## begin Text passage
As far as spreadsheets, there are some organizations in which they may be acceptable. I’m working in a municipal right now where a couple of people have massive spreadsheets. They’re very attentive; they know everything about all their substation equipment.

The challenge is, does the enterprise have visibility into it? Of course, that’s limited. Can the enterprise harvest full value from that information? The answer is no, because it’s more limited to the perspective of the individual. But it’s a great starting point for this organization and a good place to launch from.

The aging workforce is one of our industry’s greatest challenges. Will EAM processes and systems make it easier for the next generation to take over?

We know that capturing institutional knowledge before it leaves is a critical need in our industry. In electric utilities, we really have a shortage of applicants coming into the industry, so we’re driven to be more efficient with fewer human resources. Leveraging technology is one of the strategies for accomplishing that, but technology needs to be leveraged with a sustainable, visible process that operates independently of the individuals who happen to be there for a particular period of time.

Have you any idea what this would cost for a medium-sized utility, for example? Or is that impossible to estimate?

It’s really difficult to answer that for several reasons. For one thing, I wouldn’t know what legacy and enterprise systems they have right now. But if they are starting anew, organizations are spending one to two years to build an inventory with outside resources helping them, and then there’s the cost of the application itself.

There are a number of success stories in the industry—pole attachments, for example. We’re losing millions and millions of dollars by not managing all our pole attachments and collecting allowed revenue. Some utilities have said, “We’ve had enough,” and they’ve hired temporary staff to do a very fast-paced, intensive effort, to get ahead of the boulder that’s coming downhill at them. For mid-sized utilities, I’ve seen that done in a year.

So in terms of asset inventory for a mid-sized utility, with overhead and underground infrastructure, substations, if they really had a mess—chaotic, inconsistent, low-accuracy, low-confidence data—and needed to start anew, that’s probably a pretty intensive three-year effort. For that, I could see several millions of dollars, easily.

The application installation itself depends on the vendor. We have Oracle, SAP, IBM’s Maximo, and others—among those, they’re pretty pricey, getting into seven figures, just by virtue of their size. I’ve seen them for less, but remember, they are enterprise-wide. The key objective is to achieve a single version of the truth, so if you’re going to put in a system like EAM, it needs to have validity so your decision-making processes can rely on the data. Do it right, or you’re going to go down the path, spend a lot of money and still not have the inherent confidence and that will really shorten the value for the time and the direct out-of-pocket cost. Process-wise, that’s a year to two.

To leverage the EAM, there’s probably a year in the design, a year to get it implemented and probably another year to get it humming.

Do you know how many IOUs have EAM up and humming along?

I really don’t have a good sense of that, but I can say there are relatively few that I have seen that I think are where they want to be or should be. It’s not nascent, but we’re young in the institutionalization of what, in my broad view, asset management can and should do to help a utility operate in a very high-performing, efficient and capital-deployment-effective mode. Is your capital deployed? Is it effective? Does it do the job and in a cost-efficient way?

What other observations would you like to share?
## end Text passage
## begin Records to process
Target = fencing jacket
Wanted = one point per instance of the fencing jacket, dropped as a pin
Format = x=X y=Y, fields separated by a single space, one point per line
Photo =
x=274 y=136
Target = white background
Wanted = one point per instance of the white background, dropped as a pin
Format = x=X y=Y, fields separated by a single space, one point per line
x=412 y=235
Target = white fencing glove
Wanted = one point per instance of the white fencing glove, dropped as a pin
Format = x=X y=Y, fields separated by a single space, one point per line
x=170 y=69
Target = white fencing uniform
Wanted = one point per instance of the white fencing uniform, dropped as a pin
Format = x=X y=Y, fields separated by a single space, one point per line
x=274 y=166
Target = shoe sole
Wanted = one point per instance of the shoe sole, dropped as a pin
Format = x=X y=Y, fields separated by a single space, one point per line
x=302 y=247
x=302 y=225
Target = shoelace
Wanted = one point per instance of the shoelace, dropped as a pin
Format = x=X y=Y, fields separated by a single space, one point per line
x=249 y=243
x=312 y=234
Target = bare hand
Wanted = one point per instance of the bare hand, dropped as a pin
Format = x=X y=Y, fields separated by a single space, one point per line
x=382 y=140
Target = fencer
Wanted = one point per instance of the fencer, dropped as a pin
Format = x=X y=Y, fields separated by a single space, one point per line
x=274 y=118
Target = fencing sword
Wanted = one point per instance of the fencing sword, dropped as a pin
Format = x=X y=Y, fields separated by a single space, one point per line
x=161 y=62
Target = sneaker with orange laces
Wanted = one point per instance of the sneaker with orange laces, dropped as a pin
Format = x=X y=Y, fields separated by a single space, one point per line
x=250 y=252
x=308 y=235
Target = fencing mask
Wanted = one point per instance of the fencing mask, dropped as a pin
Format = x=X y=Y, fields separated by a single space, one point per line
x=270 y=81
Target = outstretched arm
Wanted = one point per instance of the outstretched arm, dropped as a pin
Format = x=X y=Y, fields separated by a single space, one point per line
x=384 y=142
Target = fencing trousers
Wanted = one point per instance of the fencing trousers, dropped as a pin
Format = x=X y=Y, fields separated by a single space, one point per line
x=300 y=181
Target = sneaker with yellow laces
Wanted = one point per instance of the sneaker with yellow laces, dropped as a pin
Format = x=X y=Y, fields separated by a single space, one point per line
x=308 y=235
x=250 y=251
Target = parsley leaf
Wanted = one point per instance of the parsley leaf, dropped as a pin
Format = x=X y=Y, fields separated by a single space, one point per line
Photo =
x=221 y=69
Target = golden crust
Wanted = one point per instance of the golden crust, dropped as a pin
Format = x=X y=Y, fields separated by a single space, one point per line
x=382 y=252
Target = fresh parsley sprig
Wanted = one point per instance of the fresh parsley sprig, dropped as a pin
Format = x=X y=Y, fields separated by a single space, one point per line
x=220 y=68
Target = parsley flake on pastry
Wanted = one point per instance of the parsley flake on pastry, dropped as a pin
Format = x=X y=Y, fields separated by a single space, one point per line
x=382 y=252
## end Records to process
Stated task 1 =>
Transcribe the passage of the interview on enterprise asset management starting with "As far as spreadsheets, there" and going on through "to take over?".
Stated task 2 =>
Restate word for word the lines of the entries starting with the line with "Target = fresh parsley sprig" and going on through the end of the entries, both ends included.

Correct result 1 =>
As far as spreadsheets, there are some organizations in which they may be acceptable. I’m working in a municipal right now where a couple of people have massive spreadsheets. They’re very attentive; they know everything about all their substation equipment.

The challenge is, does the enterprise have visibility into it? Of course, that’s limited. Can the enterprise harvest full value from that information? The answer is no, because it’s more limited to the perspective of the individual. But it’s a great starting point for this organization and a good place to launch from.

The aging workforce is one of our industry’s greatest challenges. Will EAM processes and systems make it easier for the next generation to take over?

Correct result 2 =>
Target = fresh parsley sprig
Wanted = one point per instance of the fresh parsley sprig, dropped as a pin
Format = x=X y=Y, fields separated by a single space, one point per line
x=220 y=68
Target = parsley flake on pastry
Wanted = one point per instance of the parsley flake on pastry, dropped as a pin
Format = x=X y=Y, fields separated by a single space, one point per line
x=382 y=252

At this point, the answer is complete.